### Texto mostrado
Las polémicas y cuantiosas subvenciones que el Gobierno de José María Aznar entregó a las empresas para que afrontaran los procelosos mares de la libre competencia no se han invertido en modernizar las obsoletas infraestructuras, de una combustibilidad más que demostrada: la subestación que ardió el otro día ya se había quemado en el año de 1999 y la que se incendió el pasado verano, concretamente el 15 de julio en la calle de Almadén, acumulaba varios informes que denunciaban su obsolescencia y advertían de los posibles riesgos. Los accionistas prefirieron los dividendos a los kilovatios y el lucro personal al beneficio colectivo.

Reflexiona el tan sueco inspector Wallander de la novela sobre la vulnerabilidad de las ciudades y de las sociedades "modernas" en las que un fallo mínimo puede desembocar en una catástrofe de enormes proporciones.

### Objetivo 1
Extrae del listado que aparece a continuación cada línea en la que figure la palabra "Vertices".

### Datos proporcionados
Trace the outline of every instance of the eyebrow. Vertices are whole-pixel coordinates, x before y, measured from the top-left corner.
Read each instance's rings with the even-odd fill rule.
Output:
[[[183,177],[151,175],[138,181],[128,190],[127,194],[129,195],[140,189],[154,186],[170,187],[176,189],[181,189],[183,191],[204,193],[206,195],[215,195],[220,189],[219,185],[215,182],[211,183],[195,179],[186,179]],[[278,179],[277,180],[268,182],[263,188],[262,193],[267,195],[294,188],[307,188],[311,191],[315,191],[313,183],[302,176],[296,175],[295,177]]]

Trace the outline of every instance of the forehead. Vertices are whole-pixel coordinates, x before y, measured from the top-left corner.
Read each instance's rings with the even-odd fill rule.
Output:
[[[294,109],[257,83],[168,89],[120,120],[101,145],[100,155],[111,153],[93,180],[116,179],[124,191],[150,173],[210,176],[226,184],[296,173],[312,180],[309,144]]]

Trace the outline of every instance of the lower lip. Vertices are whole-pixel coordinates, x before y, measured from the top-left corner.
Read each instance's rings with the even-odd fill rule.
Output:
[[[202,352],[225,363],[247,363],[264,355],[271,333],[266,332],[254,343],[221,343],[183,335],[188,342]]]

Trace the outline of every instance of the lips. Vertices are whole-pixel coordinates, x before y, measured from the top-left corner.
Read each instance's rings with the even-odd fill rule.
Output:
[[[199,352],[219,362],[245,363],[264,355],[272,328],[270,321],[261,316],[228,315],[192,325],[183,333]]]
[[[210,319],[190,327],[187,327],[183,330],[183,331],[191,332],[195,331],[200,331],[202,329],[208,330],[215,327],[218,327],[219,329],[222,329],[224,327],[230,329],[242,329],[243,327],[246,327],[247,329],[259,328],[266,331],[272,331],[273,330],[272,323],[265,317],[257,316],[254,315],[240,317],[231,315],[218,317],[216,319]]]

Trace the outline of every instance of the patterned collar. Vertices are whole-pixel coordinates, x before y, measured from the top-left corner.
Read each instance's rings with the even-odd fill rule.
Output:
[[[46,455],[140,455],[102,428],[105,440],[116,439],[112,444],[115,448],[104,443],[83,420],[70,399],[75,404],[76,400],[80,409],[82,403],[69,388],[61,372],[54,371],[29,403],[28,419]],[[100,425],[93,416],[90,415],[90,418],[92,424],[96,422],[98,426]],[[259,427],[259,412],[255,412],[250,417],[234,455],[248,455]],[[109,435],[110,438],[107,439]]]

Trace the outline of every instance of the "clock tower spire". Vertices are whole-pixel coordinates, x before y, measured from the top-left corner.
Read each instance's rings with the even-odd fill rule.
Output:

### Objetivo 2
Prosigue el texto de arriba sobre las subvenciones a las eléctricas y la vulnerabilidad de las ciudades a partir de su última oración.

### Resultado 1
Trace the outline of every instance of the eyebrow. Vertices are whole-pixel coordinates, x before y, measured from the top-left corner.
Trace the outline of every instance of the forehead. Vertices are whole-pixel coordinates, x before y, measured from the top-left corner.
Trace the outline of every instance of the lower lip. Vertices are whole-pixel coordinates, x before y, measured from the top-left corner.
Trace the outline of every instance of the lips. Vertices are whole-pixel coordinates, x before y, measured from the top-left corner.
Trace the outline of every instance of the patterned collar. Vertices are whole-pixel coordinates, x before y, measured from the top-left corner.
Trace the outline of every instance of the "clock tower spire". Vertices are whole-pixel coordinates, x before y, measured from the top-left corner.

### Resultado 2
En el caso madrileño, el riesgo que se corre no es el precio del progreso -como se nos quiere hacer creer-, sino más bien el desprecio que los gestores públicos y privados muestran por la seguridad y el bienestar de sus clientes.

Sombras de noviembre, otro día a marcar en el calendario con tinta negra. Dejo la lectura de Cortafuegos agradecido a la luz y al calor que han regresado y para comprobar que todo está en orden enciendo la televisión.

En la cadena Telemadrid hablan de la tradición de representar Don Juan Tenorio por estas fechas y compruebo la desgraciada actualidad de algunos de los versos de José de Zorrilla.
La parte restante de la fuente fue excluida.